**Page excerpt:**

Oh Kate good luck .. I am sure she will be fine ... 

I am hoping the pen idea will work as it can be set up like a large crate and then expanded to give Picnic more freedom ... eventually bye bye pen and welcome total freedom lol ...I wont give Picnic full freedom for a while .. as she will chew  

My dogs have all loved their cartes, so for this reason I wasnt going to change .... if it fails the crates can return with their lovely new cushions in them


----------



## Lozza (Jun 3, 2011)

Boston is getting a second bed for the living room for Christmas. He just loves to lay under things (mainly the ottoman at the moment), so I splashed out for a snuggle bed at http://www.charleychau.com/categories/our-products/stylish-dog-beds

It won't be his main bed tho. He will still be sleeping in his crate for a while yet.


----------



## JoJo (Mar 2, 2011)

Lozza I like these snuggle beds too .. do they come in human side   

Aren't are poos so spoilt .. I know my dogs will love their new dog cushions, I did opt for the waterproof lining .. well they get so soggy on walks and this way the cushions wont get pongy of the woods and cow fields


----------



## wellerfeller (Jul 12, 2011)

Jedicrazy said:


> Looking at maybe getting one of these or should I say Santa Paws is!
> 
> Karen, is the bed washable? If I go for it I would prefer an oatmeal one to blend in with the carpet...but it would have to be washable. Do you think the small size is ok for Obi or go for a medium?

**Data shown:**
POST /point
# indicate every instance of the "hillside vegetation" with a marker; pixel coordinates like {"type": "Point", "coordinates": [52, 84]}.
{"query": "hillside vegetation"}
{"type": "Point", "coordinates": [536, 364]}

**What you will do:** Revise the dog bed thread, starting at the words "Oh Kate good" and stopping after "(Jun 3, 2011)". Replace "Picnic" with "the puppy" everywhere it appears in that part.

**Solution:**
Oh Kate good luck .. I am sure she will be fine ... 

I am hoping the pen idea will work as it can be set up like a large crate and then expanded to give the puppy more freedom ... eventually bye bye pen and welcome total freedom lol ...I wont give the puppy full freedom for a while .. as she will chew  

My dogs have all loved their cartes, so for this reason I wasnt going to change .... if it fails the crates can return with their lovely new cushions in them


----------



## Lozza (Jun 3, 2011)